▸ **Passage given**

# Something for the Thread Heads



## WALT D. (Dec 18, 2003)

Still need to tighten it up, almost ready for CP


----------



## RuddeDogg (Mar 20, 2004)

*I'm just startin to build but*

When I grow up I want to build rods just like you Walt........

That's just awesome work.


----------



## Centralpafish (Jul 5, 2007)

Walt, wow, thats quite a rod you got going there. Beautiful work. Can't wait to get mine. Philly Jack


----------



## Clyde (Oct 18, 2003)

Nice & tight Walt, looks good. I don't have the patience for that stuff, more power to ya.


----------



## Puppy Mullet (Dec 5, 2003)

Bad to the bone..


----------



## basstardo (Jun 5, 2006)

I'm kinda in the same boat as you Clyde. I'm working on one now and my patience is wearing thin. I imagine it would get easier over time though. Great work Walt.


----------



## Dickie (Jun 16, 2007)

Looks good there Walt


----------



## Mark G (Nov 15, 2004)

Real purty work Walt. Doing my first open diamond wrap on a CTS. Tough enough doing an open wrap, those closed wraps are tough to get that good looking.

Keep it up Walt- hope your customers appreciate the effort that takes.

▸ **Source material**
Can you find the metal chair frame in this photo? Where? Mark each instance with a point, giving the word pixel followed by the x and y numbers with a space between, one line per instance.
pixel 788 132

▸ **Task brief**
Could you carry on the forum thread praising Walt's rod wrapping, starting after its last post? You won't need the material at all.

▸ **Reply to the exercise**
----------



## WALT D. (Dec 18, 2003)

Thanks for all the kind words guys. 

Surf Cat, I don't think many outside the craft really know or appreciate what it takes to do the decorative work; and I doubt most folks would be willing to pay what it's worth. I've got over 12 hours on this one; it's on a lami 1502, the wrap is 12 inches long and has 5 repeats of the pattern on each side. 

I'll keep doing it as long as it's enjoyabe to me, but I doubt I'll ever make any real money at it.


----------



## Too Busy (Sep 7, 2007)

Walt
I used to build custom canoes for fun and occasional cash. A typical cedar strip canoe would consume 60-80 hours and take 3-4 months to complete.
The sold for $1000, but that's not much for the time involved.

You do Beautiful work though.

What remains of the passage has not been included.